*Instrucción A*:
Devuelve, tal cual aparece en el fragmento sobre la prueba judicial, el pasaje que empieza en "Bien, pero el" y termina en "hechos puramente empíricos.".
*Instrucción B*:
Enumera los factores jurídicos que, según el fragmento sobre la prueba judicial, cuentan además de la verdad de los hechos.
*Instrucción C*:
Indica si cada afirmación concuerda con el fragmento sobre la prueba judicial. Responde sí o no y cita las palabras del fragmento que lo deciden.
(i) El juez suele decir «sucedió H» o «no sucedió H».
(ii) La tesis sobre la respuesta jurídicamente correcta vale también para los hechos puramente empíricos.
(iii) La tesis se desarrolla por completo en ese mismo momento.
╭─ Fragmento de texto
Bien, pero el juez casi nunca dice sucedió H o no sucedió H, sino “queda
probado H” o “no queda probado H”. Y para ese juicio, que es diferente, no
cuenta sólo la verdad de los hechos, sino también otros factores jurídicos,
como la legalidad de la prueba correspondiente, la legalidad de la práctica de
esa prueba, la existencia o no de presunciones sobre esos hechos, etc. Es muy
importante este matiz, ya que nos lleva a una tesis que en este momento no
puedo desarrollar, pero que puede ser formulada así: respecto de los hechos del proceso, la respuesta jurídicamente correcta
puede no ser la respuesta empíricamente correcta y aun cuando haya plena
constancia epistemológicamente válida de la respuesta empíricamente correcta; y
esto es así incluso para los hechos puramente empíricos.
Exactamente
igual que, por el lado de las normas
aplicables al caso, la respuesta moralmente correcta puede no ser la respuesta
jurídicamente correcta, aunque uno sea un perfecto objetivista moral y
tenga o crea tener pleno conocimiento de lo que la moral manda como solución
para el caso.
╰─
╭─ Material proporcionado
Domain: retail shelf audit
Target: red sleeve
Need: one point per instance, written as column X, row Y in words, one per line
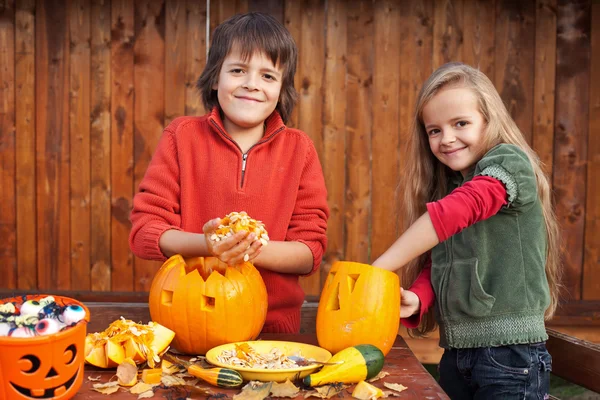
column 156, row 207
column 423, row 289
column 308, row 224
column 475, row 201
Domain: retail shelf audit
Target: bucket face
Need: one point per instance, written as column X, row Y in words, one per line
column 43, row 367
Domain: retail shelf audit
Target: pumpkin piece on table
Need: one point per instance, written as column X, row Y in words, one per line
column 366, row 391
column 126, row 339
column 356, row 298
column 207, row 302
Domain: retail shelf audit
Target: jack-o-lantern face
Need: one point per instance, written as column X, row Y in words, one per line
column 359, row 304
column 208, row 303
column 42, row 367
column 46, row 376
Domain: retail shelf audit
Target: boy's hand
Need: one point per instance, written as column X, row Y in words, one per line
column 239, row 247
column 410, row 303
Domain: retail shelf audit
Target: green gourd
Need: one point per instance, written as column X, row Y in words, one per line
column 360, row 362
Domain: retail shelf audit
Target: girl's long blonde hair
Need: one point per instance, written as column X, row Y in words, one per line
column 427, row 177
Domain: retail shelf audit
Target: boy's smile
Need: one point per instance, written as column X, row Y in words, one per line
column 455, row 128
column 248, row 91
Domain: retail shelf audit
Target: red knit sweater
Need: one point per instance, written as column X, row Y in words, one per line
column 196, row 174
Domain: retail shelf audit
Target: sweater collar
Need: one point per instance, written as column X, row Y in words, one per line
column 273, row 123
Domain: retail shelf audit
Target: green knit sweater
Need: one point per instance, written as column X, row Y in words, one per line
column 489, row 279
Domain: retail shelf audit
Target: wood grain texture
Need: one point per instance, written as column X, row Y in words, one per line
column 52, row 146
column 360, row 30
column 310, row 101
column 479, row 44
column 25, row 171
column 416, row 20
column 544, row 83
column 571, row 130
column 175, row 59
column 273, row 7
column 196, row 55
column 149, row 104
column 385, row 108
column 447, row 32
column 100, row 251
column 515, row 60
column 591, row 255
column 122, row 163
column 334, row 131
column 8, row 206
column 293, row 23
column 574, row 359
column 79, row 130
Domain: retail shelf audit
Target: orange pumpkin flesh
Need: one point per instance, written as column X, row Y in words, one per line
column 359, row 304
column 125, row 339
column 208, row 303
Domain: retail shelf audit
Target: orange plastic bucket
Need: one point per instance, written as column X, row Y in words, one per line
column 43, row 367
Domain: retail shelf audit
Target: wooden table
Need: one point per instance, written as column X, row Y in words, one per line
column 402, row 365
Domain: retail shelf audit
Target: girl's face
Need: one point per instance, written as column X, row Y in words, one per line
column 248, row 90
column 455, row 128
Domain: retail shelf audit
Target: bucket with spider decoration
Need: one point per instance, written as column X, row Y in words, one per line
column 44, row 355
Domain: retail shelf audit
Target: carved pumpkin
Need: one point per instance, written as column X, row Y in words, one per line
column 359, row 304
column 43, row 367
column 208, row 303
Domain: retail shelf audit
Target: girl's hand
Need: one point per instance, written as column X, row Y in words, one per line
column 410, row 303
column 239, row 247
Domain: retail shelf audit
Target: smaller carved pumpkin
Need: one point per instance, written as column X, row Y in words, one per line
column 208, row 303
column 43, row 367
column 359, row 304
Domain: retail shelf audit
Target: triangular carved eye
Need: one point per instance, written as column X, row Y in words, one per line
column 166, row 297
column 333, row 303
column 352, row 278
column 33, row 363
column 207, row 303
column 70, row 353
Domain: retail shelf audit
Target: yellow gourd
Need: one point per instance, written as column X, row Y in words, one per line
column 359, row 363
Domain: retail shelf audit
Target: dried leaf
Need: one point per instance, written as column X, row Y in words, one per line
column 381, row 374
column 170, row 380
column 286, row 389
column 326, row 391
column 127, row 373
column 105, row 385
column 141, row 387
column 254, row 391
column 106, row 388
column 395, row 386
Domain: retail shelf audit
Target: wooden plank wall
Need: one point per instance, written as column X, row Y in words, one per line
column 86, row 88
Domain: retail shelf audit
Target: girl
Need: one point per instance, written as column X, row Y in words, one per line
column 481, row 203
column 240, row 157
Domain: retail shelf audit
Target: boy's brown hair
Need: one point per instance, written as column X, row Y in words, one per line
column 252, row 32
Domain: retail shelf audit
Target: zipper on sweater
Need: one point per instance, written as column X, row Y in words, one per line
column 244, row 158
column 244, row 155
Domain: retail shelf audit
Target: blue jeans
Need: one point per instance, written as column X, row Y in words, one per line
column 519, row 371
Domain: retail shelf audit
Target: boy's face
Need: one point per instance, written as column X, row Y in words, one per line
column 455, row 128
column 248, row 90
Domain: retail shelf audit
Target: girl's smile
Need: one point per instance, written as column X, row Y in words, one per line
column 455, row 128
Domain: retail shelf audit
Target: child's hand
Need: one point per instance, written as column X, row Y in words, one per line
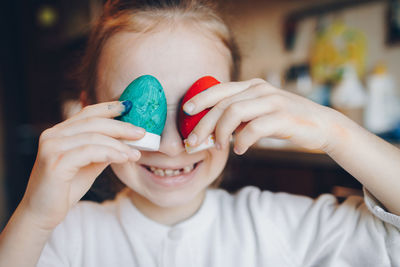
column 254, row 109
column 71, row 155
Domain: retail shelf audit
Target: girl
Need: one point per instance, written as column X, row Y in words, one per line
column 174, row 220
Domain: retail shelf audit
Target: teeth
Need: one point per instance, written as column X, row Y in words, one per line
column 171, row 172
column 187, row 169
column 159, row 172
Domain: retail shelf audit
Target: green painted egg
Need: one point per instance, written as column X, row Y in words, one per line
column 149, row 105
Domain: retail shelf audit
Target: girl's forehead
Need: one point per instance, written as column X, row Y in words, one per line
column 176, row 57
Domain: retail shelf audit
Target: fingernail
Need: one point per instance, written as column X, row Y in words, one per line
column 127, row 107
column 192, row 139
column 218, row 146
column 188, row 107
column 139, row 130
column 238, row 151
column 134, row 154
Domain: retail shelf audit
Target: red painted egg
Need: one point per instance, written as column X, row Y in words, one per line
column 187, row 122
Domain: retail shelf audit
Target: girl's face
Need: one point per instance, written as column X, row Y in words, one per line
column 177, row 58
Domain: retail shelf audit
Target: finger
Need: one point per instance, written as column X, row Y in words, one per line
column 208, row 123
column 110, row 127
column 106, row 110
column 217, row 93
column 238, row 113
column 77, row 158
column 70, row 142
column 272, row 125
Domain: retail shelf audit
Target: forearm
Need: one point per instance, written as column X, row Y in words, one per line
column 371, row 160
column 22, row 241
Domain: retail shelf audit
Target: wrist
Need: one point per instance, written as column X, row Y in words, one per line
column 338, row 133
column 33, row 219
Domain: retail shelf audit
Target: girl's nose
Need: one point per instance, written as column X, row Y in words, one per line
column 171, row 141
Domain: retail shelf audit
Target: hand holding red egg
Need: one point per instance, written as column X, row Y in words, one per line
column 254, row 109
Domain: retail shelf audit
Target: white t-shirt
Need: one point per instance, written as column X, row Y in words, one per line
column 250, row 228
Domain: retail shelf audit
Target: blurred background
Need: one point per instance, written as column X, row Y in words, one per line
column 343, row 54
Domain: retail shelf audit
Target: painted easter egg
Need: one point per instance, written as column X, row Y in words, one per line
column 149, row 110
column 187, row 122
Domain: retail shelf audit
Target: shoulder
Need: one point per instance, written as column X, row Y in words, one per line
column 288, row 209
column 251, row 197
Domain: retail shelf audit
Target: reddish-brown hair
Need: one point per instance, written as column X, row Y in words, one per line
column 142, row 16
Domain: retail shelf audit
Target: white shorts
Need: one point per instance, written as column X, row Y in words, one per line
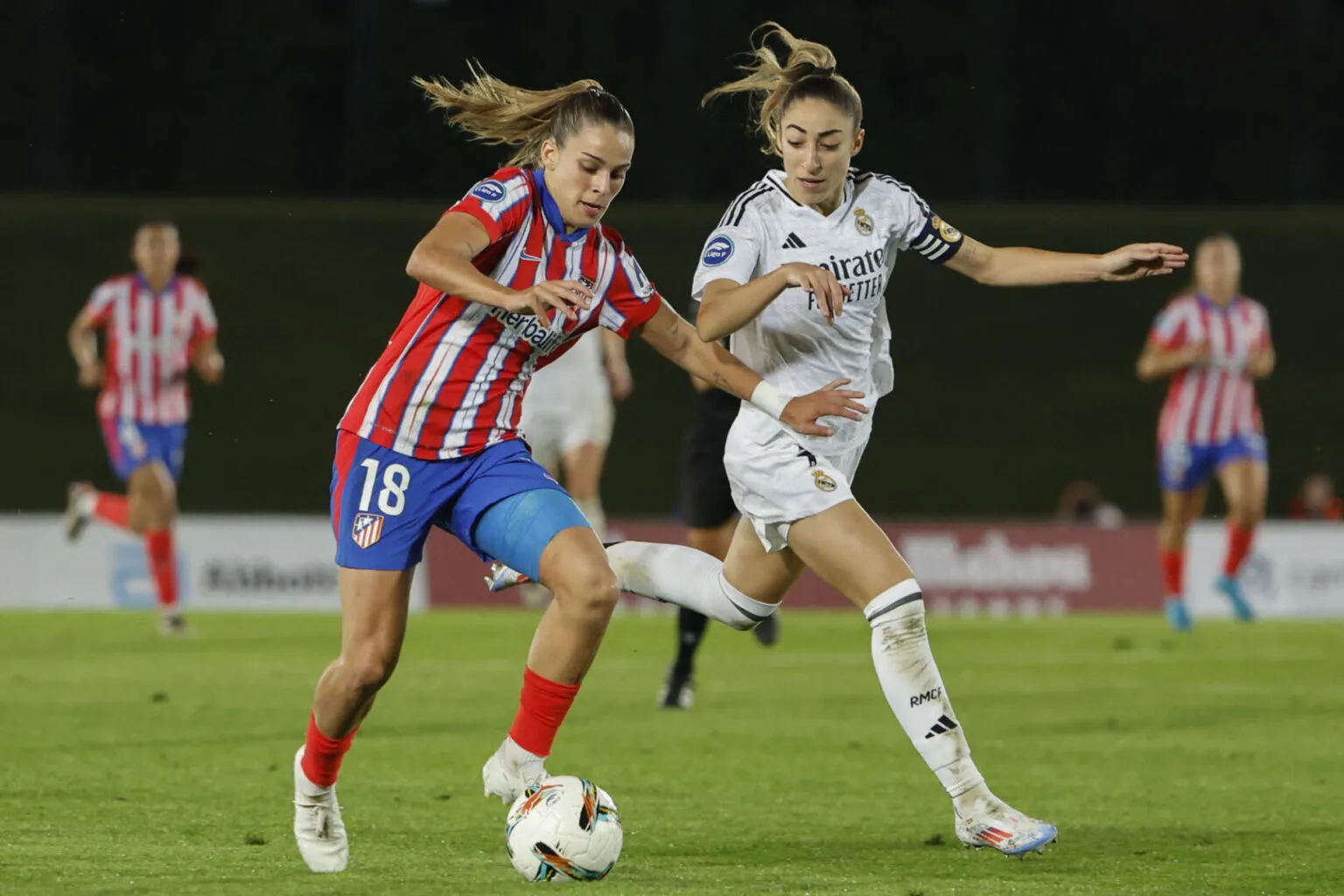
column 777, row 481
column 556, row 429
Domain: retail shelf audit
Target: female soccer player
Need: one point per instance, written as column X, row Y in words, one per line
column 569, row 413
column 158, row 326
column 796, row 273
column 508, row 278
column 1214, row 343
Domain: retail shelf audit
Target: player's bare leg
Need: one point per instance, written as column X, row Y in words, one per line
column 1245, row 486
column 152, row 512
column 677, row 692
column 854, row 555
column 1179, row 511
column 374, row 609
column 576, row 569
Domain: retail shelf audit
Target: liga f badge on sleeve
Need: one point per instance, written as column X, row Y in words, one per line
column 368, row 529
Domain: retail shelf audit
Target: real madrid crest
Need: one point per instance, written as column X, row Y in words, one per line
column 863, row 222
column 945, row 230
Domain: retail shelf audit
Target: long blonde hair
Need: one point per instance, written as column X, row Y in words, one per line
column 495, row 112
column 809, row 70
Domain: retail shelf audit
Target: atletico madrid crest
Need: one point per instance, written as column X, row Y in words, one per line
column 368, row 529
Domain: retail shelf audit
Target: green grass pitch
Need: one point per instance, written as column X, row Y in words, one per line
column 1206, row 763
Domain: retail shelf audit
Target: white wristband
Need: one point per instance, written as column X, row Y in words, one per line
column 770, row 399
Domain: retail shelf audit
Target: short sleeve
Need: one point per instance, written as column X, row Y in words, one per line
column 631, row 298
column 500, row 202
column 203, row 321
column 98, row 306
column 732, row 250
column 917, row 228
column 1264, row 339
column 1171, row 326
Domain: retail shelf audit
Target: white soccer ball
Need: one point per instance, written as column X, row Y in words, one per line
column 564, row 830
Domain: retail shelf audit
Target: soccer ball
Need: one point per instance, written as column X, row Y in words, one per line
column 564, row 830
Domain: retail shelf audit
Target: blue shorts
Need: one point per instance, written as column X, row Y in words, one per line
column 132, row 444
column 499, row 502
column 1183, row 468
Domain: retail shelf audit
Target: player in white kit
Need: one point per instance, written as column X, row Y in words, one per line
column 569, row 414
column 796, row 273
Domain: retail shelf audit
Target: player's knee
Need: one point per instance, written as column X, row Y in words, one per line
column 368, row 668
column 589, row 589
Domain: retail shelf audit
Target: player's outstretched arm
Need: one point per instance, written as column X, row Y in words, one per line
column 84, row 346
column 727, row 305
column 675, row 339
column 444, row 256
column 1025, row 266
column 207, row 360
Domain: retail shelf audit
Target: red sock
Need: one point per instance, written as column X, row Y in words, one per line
╰─
*Respuesta esperada A*:
Bien, pero el juez casi nunca dice sucedió H o no sucedió H, sino “queda
probado H” o “no queda probado H”. Y para ese juicio, que es diferente, no
cuenta sólo la verdad de los hechos, sino también otros factores jurídicos,
como la legalidad de la prueba correspondiente, la legalidad de la práctica de
esa prueba, la existencia o no de presunciones sobre esos hechos, etc. Es muy
importante este matiz, ya que nos lleva a una tesis que en este momento no
puedo desarrollar, pero que puede ser formulada así: respecto de los hechos del proceso, la respuesta jurídicamente correcta
puede no ser la respuesta empíricamente correcta y aun cuando haya plena
constancia epistemológicamente válida de la respuesta empíricamente correcta; y
esto es así incluso para los hechos puramente empíricos.

*Respuesta esperada B*:
- La legalidad de la prueba correspondiente
- La legalidad de la práctica de esa prueba
- La existencia o no de presunciones sobre esos hechos

*Respuesta esperada C*:
(i) No: «el juez casi nunca dice sucedió H o no sucedió H».
(ii) Sí: «esto es así incluso para los hechos puramente empíricos».
(iii) No: «una tesis que en este momento no puedo desarrollar».